■ **Vorliegender Text**:
• • • • •

Farbe und Licht satt: Die Galerie Albert Baumgarten zeigt verschiedene Malereipositionen

Den Titel „Guten Morgen, Malerei“ hat Albert Baumgarten einer Ausstellung entlehnt, die Manfred de la Motte 2020 für den Kunstverein Augsburg kuratiert hatte. Es war eine Bestandsaufnahme, an der Malerinnen und Maler wie Josef Egan, Rupprecht Geiger, Dieter Krieg sowie Bridget Riley und Gerhard Richter beteiligt waren. Wohl wissend, dass die Malerei, wenn sich ihr solche Künstlerinnen und Künstler widmen, auch noch einen guten Abend erleben würde. Auch mehr als zwanzig Jahre später ist die Malerei also immer noch nicht tot und womöglich haben Malerinnen und Maler in der Zwischenzeit weitere Materialien für sich entdeckt und neue Möglichkeiten für sich gefunden.
Und dies ist auch der Ansatz der Freiburger Ausstellung. Die beteiligten Künstler, allesamt Männer: Michael Burges, Arnold Dall’O, Thomas Beyle, Jürgen Jansen sowie Willi Siber und Martin Wehmer, haben eigentümliche Techniken entwickelt, die jedes Oeuvre unverwechselbar machen. Am konventionellsten malerisch sind da noch die Bilder Martin Wehmers. Wehmer behandelt die Farbe als Material auf der Leinwand. Er setzt die Ölfarbe pastos ein und spachtelt sie auf den Bildgrund. Ein großformatiges Frauenporträt ist so entstanden sowie mehrere Kleinformate, die den Fokus auf Lippen und Augenlider legen. Besonders die „Lips“ in den satten Lippenstiftfarben zeigen eine große Nähe zur Pop-Art auf, doch in einer derartigen Großaufnahme kippt das Erotische des Motivs immer wieder ins Groteske. Arnold Dall’O, grundsätzlich an der Druckgrafik interessiert, hat das charakteristische Raster des Siebdrucks in geduldigster Arbeit auf die Malerei übertragen. Seine Blumenstillleben setzen sich durch unzählige Rasterpunkte aus Lackfarbe zusammen, beziehungsweise sind von ihnen überzogen. Wo sich die Pixel häufen, entsteht eine glänzende Oberfläche, die den Motiven etwas ausgesprochen Nostalgisches gibt.

• • • • •

■ **Aufgabenstellung**:
Gib bitte einen Abschnitt aus dem Text über die Ausstellung in der Galerie Albert Baumgarten wortgetreu wieder. Setze bei den Worten „Den Titel „Guten“ ein und höre nach „für sich gefunden.“ auf.

• • • • •

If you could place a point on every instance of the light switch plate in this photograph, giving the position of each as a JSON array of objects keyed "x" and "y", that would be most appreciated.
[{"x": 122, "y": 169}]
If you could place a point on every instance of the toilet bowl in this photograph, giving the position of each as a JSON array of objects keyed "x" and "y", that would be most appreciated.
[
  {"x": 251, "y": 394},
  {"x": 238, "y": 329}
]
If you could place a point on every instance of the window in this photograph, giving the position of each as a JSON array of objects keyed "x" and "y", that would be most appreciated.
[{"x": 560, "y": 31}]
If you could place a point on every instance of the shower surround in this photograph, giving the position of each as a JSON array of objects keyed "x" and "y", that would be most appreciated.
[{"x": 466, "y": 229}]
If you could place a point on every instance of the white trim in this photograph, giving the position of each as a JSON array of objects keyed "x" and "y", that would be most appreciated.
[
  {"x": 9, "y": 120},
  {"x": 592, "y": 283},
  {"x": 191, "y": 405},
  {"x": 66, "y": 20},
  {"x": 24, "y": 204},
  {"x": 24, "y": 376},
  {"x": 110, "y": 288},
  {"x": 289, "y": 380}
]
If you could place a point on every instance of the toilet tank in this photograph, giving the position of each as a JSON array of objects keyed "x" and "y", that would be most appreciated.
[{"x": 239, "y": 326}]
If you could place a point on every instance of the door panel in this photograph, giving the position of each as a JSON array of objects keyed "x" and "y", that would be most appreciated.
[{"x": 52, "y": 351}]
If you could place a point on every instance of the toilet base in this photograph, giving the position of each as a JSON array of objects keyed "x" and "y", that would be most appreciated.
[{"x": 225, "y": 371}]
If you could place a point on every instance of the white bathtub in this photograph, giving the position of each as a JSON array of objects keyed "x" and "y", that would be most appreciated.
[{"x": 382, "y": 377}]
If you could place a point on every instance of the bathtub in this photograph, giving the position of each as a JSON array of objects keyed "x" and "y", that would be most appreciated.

• • • • •

■ **Ergebnis der Aufgabe**:
Den Titel „Guten Morgen, Malerei“ hat Albert Baumgarten einer Ausstellung entlehnt, die Manfred de la Motte 2020 für den Kunstverein Augsburg kuratiert hatte. Es war eine Bestandsaufnahme, an der Malerinnen und Maler wie Josef Egan, Rupprecht Geiger, Dieter Krieg sowie Bridget Riley und Gerhard Richter beteiligt waren. Wohl wissend, dass die Malerei, wenn sich ihr solche Künstlerinnen und Künstler widmen, auch noch einen guten Abend erleben würde. Auch mehr als zwanzig Jahre später ist die Malerei also immer noch nicht tot und womöglich haben Malerinnen und Maler in der Zwischenzeit weitere Materialien für sich entdeckt und neue Möglichkeiten für sich gefunden.